Plaid, valued at $2.65 billion, makes $200-million snack of Quovo -- albeit defensively -- and creates Yodlee super-foe
The San Francisco-based Mary Meeker darling buys New York City competitor that maintains a wealth management edge as the lines blur between the categories
Brooke's Note: If you are a financial advisor and can't manage assets and direct them to a custodian where you have discretion, there is a plan B. Manage the assets virtually under the control of some bank or discount broker and advise on them at some level of compensation. All the while, build a case for moving them under your management for more effective fingertip control and greater fees. The notion of this "held-away" concept goes way back to Advent Custodial Data and other aggregators who pushed the idea and the data backing it up. But what worked in theory never worked so much in reality. But a giant bet on Plaid by none other than the famed Mary Meeker -- on the heels of an API-ization of the agg category alongside the digitization of wealth management -- has suddenly flooded this niche with cash. Plaid is wasting no time spending its windfall, and Quovo was at the top of its shopping list, making three rich RIAs richer, and maybe marking a new age of data flow in wealth management that looks more like optical networking and less like a Mexican sewage system.

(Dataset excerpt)

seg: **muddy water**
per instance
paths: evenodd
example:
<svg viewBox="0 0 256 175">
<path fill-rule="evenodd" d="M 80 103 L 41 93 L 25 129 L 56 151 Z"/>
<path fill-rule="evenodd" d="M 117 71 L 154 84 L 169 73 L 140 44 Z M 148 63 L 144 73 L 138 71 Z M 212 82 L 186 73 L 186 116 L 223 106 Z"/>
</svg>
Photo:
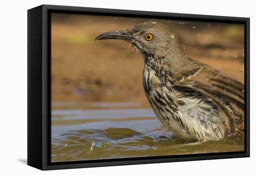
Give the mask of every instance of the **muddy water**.
<svg viewBox="0 0 256 175">
<path fill-rule="evenodd" d="M 138 103 L 52 103 L 52 161 L 243 150 L 236 138 L 188 143 Z"/>
</svg>

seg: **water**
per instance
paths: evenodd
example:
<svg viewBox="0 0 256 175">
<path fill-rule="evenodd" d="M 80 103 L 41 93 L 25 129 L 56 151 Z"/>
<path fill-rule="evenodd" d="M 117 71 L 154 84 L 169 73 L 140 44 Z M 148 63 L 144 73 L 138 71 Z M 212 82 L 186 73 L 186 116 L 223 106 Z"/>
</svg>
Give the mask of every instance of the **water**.
<svg viewBox="0 0 256 175">
<path fill-rule="evenodd" d="M 177 139 L 140 103 L 54 102 L 52 106 L 54 162 L 243 150 L 236 138 Z"/>
</svg>

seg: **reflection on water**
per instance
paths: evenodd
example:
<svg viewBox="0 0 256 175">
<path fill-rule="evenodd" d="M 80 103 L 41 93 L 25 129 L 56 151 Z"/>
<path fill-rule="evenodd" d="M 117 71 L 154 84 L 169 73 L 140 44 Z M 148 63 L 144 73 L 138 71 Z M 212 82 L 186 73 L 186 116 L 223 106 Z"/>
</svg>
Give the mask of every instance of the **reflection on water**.
<svg viewBox="0 0 256 175">
<path fill-rule="evenodd" d="M 176 139 L 151 109 L 136 103 L 52 104 L 53 162 L 243 150 L 243 143 L 235 138 Z"/>
</svg>

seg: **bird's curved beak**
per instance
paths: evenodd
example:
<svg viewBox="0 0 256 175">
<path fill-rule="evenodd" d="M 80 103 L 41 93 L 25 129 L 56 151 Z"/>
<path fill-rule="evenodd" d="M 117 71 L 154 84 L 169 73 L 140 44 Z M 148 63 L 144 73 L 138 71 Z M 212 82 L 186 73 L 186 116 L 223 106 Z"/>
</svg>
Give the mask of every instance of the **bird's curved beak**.
<svg viewBox="0 0 256 175">
<path fill-rule="evenodd" d="M 127 31 L 109 31 L 102 33 L 97 37 L 95 40 L 101 40 L 107 39 L 121 39 L 132 43 L 135 40 L 134 38 L 127 33 Z"/>
</svg>

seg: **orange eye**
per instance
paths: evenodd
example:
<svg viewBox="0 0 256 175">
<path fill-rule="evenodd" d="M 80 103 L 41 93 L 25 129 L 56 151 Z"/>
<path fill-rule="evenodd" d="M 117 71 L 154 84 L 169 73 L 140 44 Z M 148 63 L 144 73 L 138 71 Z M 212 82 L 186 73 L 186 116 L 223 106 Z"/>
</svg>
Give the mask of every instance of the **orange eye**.
<svg viewBox="0 0 256 175">
<path fill-rule="evenodd" d="M 153 39 L 153 35 L 151 33 L 148 33 L 145 36 L 145 39 L 148 41 L 150 41 Z"/>
</svg>

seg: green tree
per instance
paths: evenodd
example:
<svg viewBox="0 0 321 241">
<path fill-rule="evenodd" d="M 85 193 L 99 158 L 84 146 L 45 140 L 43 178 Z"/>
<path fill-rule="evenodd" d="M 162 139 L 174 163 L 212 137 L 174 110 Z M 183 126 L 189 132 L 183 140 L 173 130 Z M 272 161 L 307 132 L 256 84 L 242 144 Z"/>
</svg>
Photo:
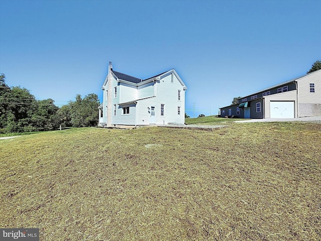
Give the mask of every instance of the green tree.
<svg viewBox="0 0 321 241">
<path fill-rule="evenodd" d="M 233 98 L 233 100 L 232 101 L 232 104 L 238 104 L 239 102 L 238 99 L 239 99 L 240 98 L 241 98 L 241 96 L 239 96 L 239 97 L 234 97 Z"/>
<path fill-rule="evenodd" d="M 71 101 L 70 106 L 71 124 L 73 127 L 96 126 L 98 122 L 97 114 L 99 100 L 96 94 L 89 94 L 82 99 L 77 94 L 75 101 Z"/>
<path fill-rule="evenodd" d="M 58 111 L 59 124 L 62 127 L 72 127 L 71 122 L 71 106 L 70 104 L 63 105 Z"/>
<path fill-rule="evenodd" d="M 6 75 L 5 74 L 0 74 L 0 91 L 3 91 L 10 88 L 6 83 Z"/>
<path fill-rule="evenodd" d="M 59 108 L 54 102 L 52 99 L 37 101 L 37 108 L 32 119 L 33 126 L 37 131 L 51 131 L 59 127 Z"/>
<path fill-rule="evenodd" d="M 36 100 L 29 91 L 20 86 L 13 87 L 1 95 L 2 117 L 0 128 L 7 132 L 35 131 L 32 116 L 36 109 Z"/>
<path fill-rule="evenodd" d="M 321 69 L 321 61 L 319 60 L 316 60 L 314 62 L 314 63 L 312 65 L 312 67 L 310 70 L 306 72 L 306 73 L 309 74 L 316 70 L 318 70 L 319 69 Z"/>
</svg>

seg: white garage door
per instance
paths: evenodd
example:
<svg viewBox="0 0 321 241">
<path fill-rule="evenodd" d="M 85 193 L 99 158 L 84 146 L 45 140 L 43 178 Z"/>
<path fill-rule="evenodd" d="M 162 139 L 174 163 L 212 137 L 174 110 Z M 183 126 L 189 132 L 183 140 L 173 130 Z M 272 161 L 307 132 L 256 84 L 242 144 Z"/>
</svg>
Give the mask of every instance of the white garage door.
<svg viewBox="0 0 321 241">
<path fill-rule="evenodd" d="M 271 101 L 271 118 L 294 118 L 294 101 Z"/>
</svg>

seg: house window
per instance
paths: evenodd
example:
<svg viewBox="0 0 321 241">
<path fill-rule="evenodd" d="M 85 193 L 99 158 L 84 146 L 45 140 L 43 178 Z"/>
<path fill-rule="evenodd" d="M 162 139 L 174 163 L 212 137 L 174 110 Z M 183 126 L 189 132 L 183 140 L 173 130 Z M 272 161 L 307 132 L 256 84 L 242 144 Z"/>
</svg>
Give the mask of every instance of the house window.
<svg viewBox="0 0 321 241">
<path fill-rule="evenodd" d="M 256 99 L 256 98 L 257 98 L 257 94 L 256 94 L 255 95 L 253 95 L 252 96 L 251 96 L 251 100 Z"/>
<path fill-rule="evenodd" d="M 286 92 L 287 91 L 287 85 L 286 86 L 283 86 L 282 88 L 282 92 Z"/>
<path fill-rule="evenodd" d="M 314 92 L 314 83 L 310 83 L 310 93 Z"/>
<path fill-rule="evenodd" d="M 261 112 L 261 103 L 256 103 L 256 112 Z"/>
<path fill-rule="evenodd" d="M 129 107 L 122 107 L 122 113 L 123 114 L 127 114 L 129 113 Z"/>
</svg>

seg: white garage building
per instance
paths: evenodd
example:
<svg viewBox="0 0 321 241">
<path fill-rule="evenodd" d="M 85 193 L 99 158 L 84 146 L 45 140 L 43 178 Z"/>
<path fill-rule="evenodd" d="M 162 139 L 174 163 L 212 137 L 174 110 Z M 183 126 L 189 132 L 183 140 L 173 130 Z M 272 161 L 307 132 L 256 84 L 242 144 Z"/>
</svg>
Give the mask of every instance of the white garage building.
<svg viewBox="0 0 321 241">
<path fill-rule="evenodd" d="M 321 70 L 238 99 L 220 108 L 221 116 L 298 118 L 321 116 Z"/>
</svg>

== WHAT YOU WILL DO ==
[A] Answer these questions about the Plaid article:
(i) What valuation does the headline give Plaid?
(ii) According to the subheading, in which city is Plaid based?
(iii) Besides the other aggregators, which company does Brooke's Note name as pushing the "held-away" idea?
[B] Identify every line of the records that contains the string "bird", and copy each such line.

== SOLUTION SET ==
[A]
(i) $2.65 billion
(ii) San Francisco
(iii) Advent Custodial Data

[B]
seg: **bird's curved beak**
Give the mask of every instance of the **bird's curved beak**.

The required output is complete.